• Exercise prompt: Continue the passage on DiGRA's conference theme, "The game is the Message," from its last sentence, before the data that follows it.

• Passage given:
-=-=-
DiGRA’s Conference offers a venue for game research from all disciplines, welcoming researchers from around the globe. Founded in 2003, DiGRA is the premiere non-profit international association for academics and professionals who research digital games and associated phenomena. It encourages high-quality research on games, and promotes collaboration and dissemination of work by its members.
Conference theme: The game is the Message
Following Marshall McLuhan, we see games as extensions of ourselves. They recalibrate our senses. They redefine our social relationships. Their “content” is less important than the environment they create. As dramatic models of our psychological lives providing release of particular tensions, they reveal a lot about society. Their message is their effect. Games change us.
Moreover, games introduce new sets of relations between observers, modes of perception, textualities and technologies, within a broad network of power relations. They reconfigure our attention, establishing new patterns and forms of engagement. In an age of pervasive multitasking and constant distractions, games demand a great deal of scrutiny. (No) pun intended.
On the other hand, games produce meaning. If the game is – or carries – the message, how is this conveyed to the player? How do we know that a game is about something? More specifically what modes of signification or aesthetic devices are used by games that claim to be about serious topics or deal with political and social issues?
-=-=-
• Information supplied:
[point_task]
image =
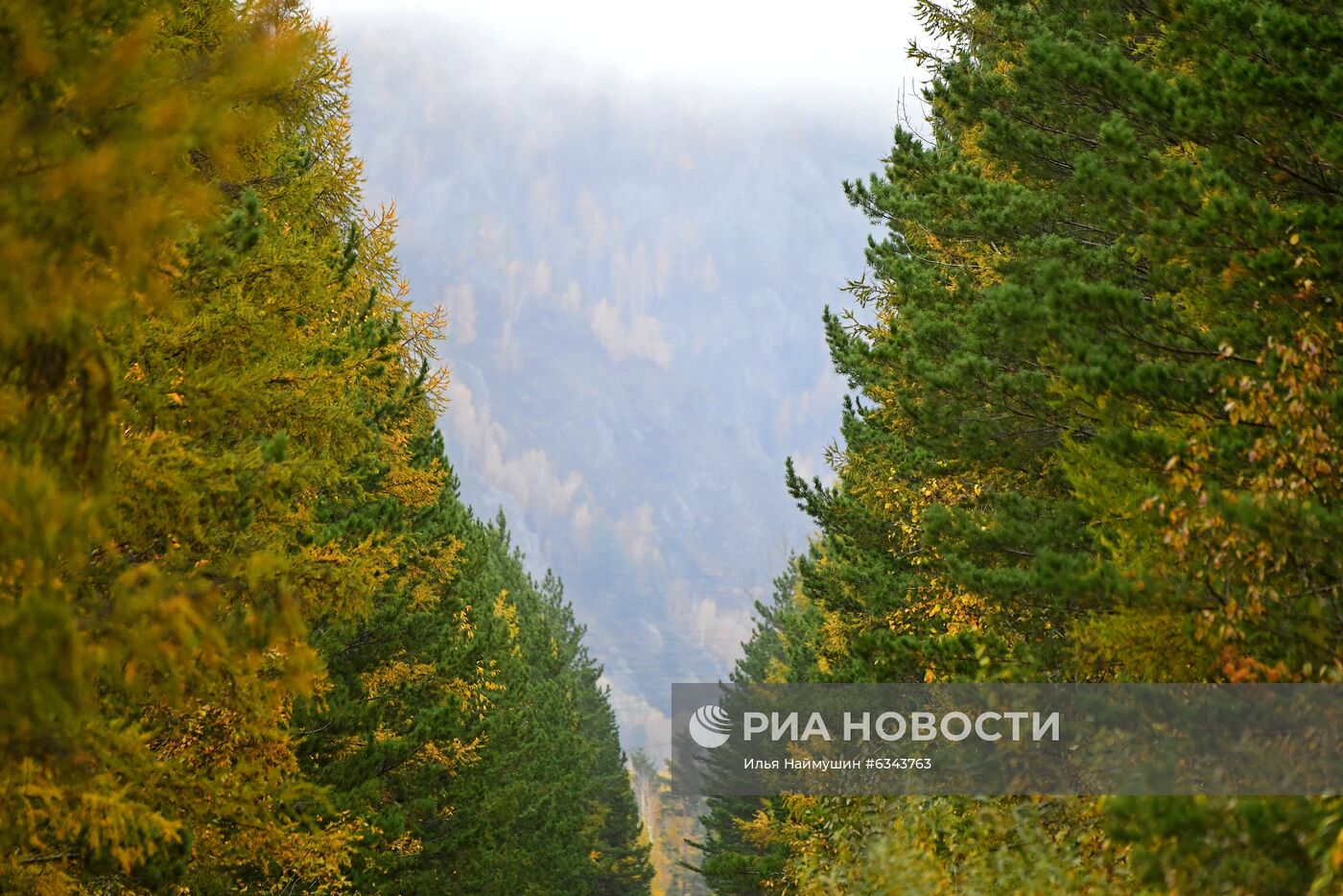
-=-=-
• Answer below:
In other cases, games are the content of different media projects. Playthroughs, let’s play videos, live streaming on platforms such as Twitch transform video games into messages to be delivered via alternative channels, turning players into spectators. How are games experienced in these scenarios? How can we describe and examine the complex interweaving of practices found in these hybrid media environments?
Finally, The Game is the Message acts as a provocation and an invitation to move beyond the idea that narrative is the main mode of communication of video games. In this sense, we ask participants to reflect on how contingencies such as material and economic constraints, production tools, and player interventions contribute to the process of signification.
In other words, what is the language of games? How do they speak?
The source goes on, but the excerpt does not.